>>
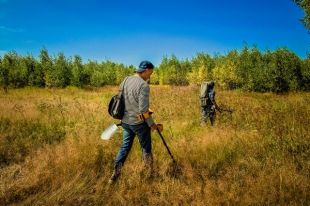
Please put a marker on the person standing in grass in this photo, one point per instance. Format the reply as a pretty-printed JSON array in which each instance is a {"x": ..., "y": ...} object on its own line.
[
  {"x": 208, "y": 103},
  {"x": 137, "y": 119}
]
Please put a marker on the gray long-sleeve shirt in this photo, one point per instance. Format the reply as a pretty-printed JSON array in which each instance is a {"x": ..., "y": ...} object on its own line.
[{"x": 136, "y": 94}]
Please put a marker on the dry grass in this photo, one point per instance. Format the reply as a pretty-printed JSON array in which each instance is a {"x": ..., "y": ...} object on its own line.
[{"x": 53, "y": 154}]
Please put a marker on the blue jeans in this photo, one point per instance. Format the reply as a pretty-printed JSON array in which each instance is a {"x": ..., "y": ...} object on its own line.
[
  {"x": 143, "y": 131},
  {"x": 208, "y": 112}
]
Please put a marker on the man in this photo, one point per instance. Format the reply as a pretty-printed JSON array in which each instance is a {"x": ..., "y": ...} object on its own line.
[
  {"x": 208, "y": 103},
  {"x": 137, "y": 119}
]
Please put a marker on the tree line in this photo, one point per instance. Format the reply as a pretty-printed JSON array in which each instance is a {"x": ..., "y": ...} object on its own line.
[{"x": 248, "y": 69}]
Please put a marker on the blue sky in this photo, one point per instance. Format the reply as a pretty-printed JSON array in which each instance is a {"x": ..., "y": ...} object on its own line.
[{"x": 133, "y": 30}]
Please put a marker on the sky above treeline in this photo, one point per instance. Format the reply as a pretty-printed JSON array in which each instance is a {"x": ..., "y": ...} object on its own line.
[{"x": 128, "y": 31}]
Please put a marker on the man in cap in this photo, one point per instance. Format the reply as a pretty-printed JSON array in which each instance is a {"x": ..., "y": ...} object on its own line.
[
  {"x": 137, "y": 119},
  {"x": 208, "y": 103}
]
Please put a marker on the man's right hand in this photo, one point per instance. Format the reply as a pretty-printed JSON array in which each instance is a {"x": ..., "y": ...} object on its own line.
[{"x": 153, "y": 127}]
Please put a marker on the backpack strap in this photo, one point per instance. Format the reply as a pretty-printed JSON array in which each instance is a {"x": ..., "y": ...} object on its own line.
[{"x": 121, "y": 90}]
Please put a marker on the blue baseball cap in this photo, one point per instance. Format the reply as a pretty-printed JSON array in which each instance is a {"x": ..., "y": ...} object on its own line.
[{"x": 145, "y": 65}]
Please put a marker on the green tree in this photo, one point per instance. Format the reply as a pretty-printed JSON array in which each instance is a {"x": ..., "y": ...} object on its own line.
[
  {"x": 46, "y": 65},
  {"x": 61, "y": 74},
  {"x": 286, "y": 73},
  {"x": 77, "y": 77},
  {"x": 36, "y": 74},
  {"x": 305, "y": 71},
  {"x": 225, "y": 70},
  {"x": 4, "y": 75},
  {"x": 171, "y": 72},
  {"x": 17, "y": 71},
  {"x": 201, "y": 69},
  {"x": 305, "y": 5}
]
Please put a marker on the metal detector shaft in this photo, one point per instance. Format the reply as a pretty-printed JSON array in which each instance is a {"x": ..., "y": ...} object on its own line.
[{"x": 162, "y": 138}]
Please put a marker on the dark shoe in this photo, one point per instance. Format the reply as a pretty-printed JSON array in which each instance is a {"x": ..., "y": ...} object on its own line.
[
  {"x": 148, "y": 165},
  {"x": 116, "y": 173}
]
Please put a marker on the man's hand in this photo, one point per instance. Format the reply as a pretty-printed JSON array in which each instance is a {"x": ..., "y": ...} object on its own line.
[
  {"x": 153, "y": 127},
  {"x": 157, "y": 126}
]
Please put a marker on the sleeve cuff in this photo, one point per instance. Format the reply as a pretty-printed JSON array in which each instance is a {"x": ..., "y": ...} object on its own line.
[{"x": 149, "y": 121}]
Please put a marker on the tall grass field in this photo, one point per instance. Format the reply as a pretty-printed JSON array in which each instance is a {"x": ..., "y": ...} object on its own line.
[{"x": 51, "y": 152}]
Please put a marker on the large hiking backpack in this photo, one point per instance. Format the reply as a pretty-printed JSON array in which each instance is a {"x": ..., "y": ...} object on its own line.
[
  {"x": 116, "y": 107},
  {"x": 204, "y": 90}
]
<<
- _Activity_
When you reach the line that contains "Please put a marker on the tall" in the material above, please copy it and every line after it exactly, stopping only at the last line.

- _Exercise answer_
Please put a marker on the tall grass field in this photo, one point per instance. Format the reply as a pretty-printed JSON array in which each instance is a {"x": ..., "y": ...} object on its own line.
[{"x": 51, "y": 152}]
Please put a marker on the large hiking backpack in this photo, one point per instance. Format the reply as a pretty-printed JSON array in which each instance is a {"x": ..., "y": ...} object on its own line.
[
  {"x": 116, "y": 107},
  {"x": 204, "y": 90}
]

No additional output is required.